### EXTRACT

══════════

You have probably heard your mum or grandma asking you to slurp down your haruan fish soup after a surgery. That’s because they often contain more than a grain of truth. Take the one about “An apple a day keeping the doctor away,” for example. Well, everyone knows that fresh fruit is packed with flu-fighting vitamin C, which is great at preventing all kinds of illnesses, so munching on an apple on a regular basis makes sense. Then there’s the one that every kid knows. “Eat up your fish. It’s brain food.” Well, the evidence on that saying is a bit sketchier. However, according to Dr. Ahmad Faroukh Musa, from the Jeffrey Cheah School of Medicine and Health Sciences, Monash University, Malaysia, a fish diet does make a huge difference. But the biggest beneficiaries aren’t children. They are people who have just had heart surgery!
Local fish performs a medical miracle
It’s not just any old fish either. The one that works best is the Channa Striatus. Or, as it is more commonly known in Asia, the Haruan fish. “It has long been ‘known,’ although without any actual evidence, that patients who eat Haruan after surgery tend to heal better and faster. To find out why, we conducted a scientific study on wound healing after coronary artery bypass graft (CABG) surgery,” said Dr Musa. The study, which included a randomized controlled trial, looked at whether patients who were given Haruan fish extract in capsule form healed better and faster, than those who received a placebo. And the results were stunning. “It turns out that grandma was right. The Haruan extract accelerated the speed with which wounds healed significantly. What’s more, the extract has a marked anti-nociceptive effect. Which means, it helps to block out pain, so the patient is more comfortable and less stressed, so they recover faster,” said Dr Musa.

══════════

### DATASET EXTRACT
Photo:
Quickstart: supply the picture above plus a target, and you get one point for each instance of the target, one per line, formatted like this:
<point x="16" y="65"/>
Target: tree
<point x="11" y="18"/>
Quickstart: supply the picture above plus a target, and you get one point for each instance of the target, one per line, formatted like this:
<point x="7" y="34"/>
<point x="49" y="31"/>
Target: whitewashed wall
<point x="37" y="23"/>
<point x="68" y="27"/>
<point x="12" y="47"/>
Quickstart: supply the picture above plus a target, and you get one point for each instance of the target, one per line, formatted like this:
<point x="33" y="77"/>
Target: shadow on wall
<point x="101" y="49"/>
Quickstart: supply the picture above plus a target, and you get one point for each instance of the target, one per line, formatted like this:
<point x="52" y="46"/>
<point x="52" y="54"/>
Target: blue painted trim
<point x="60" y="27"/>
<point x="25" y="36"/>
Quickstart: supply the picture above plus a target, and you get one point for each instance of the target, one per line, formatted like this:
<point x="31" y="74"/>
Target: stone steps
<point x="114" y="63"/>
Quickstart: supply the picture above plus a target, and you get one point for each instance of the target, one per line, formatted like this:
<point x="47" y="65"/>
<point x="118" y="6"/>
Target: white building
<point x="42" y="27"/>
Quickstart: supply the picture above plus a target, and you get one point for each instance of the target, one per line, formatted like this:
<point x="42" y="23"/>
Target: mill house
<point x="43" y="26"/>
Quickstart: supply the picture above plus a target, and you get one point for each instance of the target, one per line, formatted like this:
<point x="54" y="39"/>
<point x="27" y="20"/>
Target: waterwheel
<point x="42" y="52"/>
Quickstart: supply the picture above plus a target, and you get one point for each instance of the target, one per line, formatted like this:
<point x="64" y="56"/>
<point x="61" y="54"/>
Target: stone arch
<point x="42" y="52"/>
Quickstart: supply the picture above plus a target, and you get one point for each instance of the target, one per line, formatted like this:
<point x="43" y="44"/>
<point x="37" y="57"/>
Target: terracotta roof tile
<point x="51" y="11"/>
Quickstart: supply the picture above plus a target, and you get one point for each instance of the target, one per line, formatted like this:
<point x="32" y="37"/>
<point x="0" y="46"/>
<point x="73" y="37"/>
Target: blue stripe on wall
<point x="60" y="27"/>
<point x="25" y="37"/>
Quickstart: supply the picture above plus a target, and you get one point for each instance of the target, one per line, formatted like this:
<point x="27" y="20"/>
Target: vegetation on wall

══════════

### CHECK YOUR UNDERSTANDING
- 1) Answer these questions using the article on Haruan fish:
(a) Which school and university is Dr. Ahmad Faroukh Musa from?
(b) What is the scientific name of the Haruan fish?
(c) In what form was the Haruan fish extract given to patients in the study?
- 2) In his final quote in the article on Haruan fish, Dr Musa attributes several effects on patients to the Haruan extract. List all of them.
- 3) Quote the article on Haruan fish from "You have probably" to "had heart surgery!", keeping every word unchanged.

### EXPECTED RESULTS
- 1)
(a) The Jeffrey Cheah School of Medicine and Health Sciences, Monash University, Malaysia.
(b) Channa Striatus.
(c) In capsule form.

- 2)
- Wounds heal significantly faster
- Pain is blocked out (a marked anti-nociceptive effect)
- The patient is more comfortable
- The patient is less stressed
- The patient recovers faster

- 3)
You have probably heard your mum or grandma asking you to slurp down your haruan fish soup after a surgery. That’s because they often contain more than a grain of truth. Take the one about “An apple a day keeping the doctor away,” for example. Well, everyone knows that fresh fruit is packed with flu-fighting vitamin C, which is great at preventing all kinds of illnesses, so munching on an apple on a regular basis makes sense. Then there’s the one that every kid knows. “Eat up your fish. It’s brain food.” Well, the evidence on that saying is a bit sketchier. However, according to Dr. Ahmad Faroukh Musa, from the Jeffrey Cheah School of Medicine and Health Sciences, Monash University, Malaysia, a fish diet does make a huge difference. But the biggest beneficiaries aren’t children. They are people who have just had heart surgery!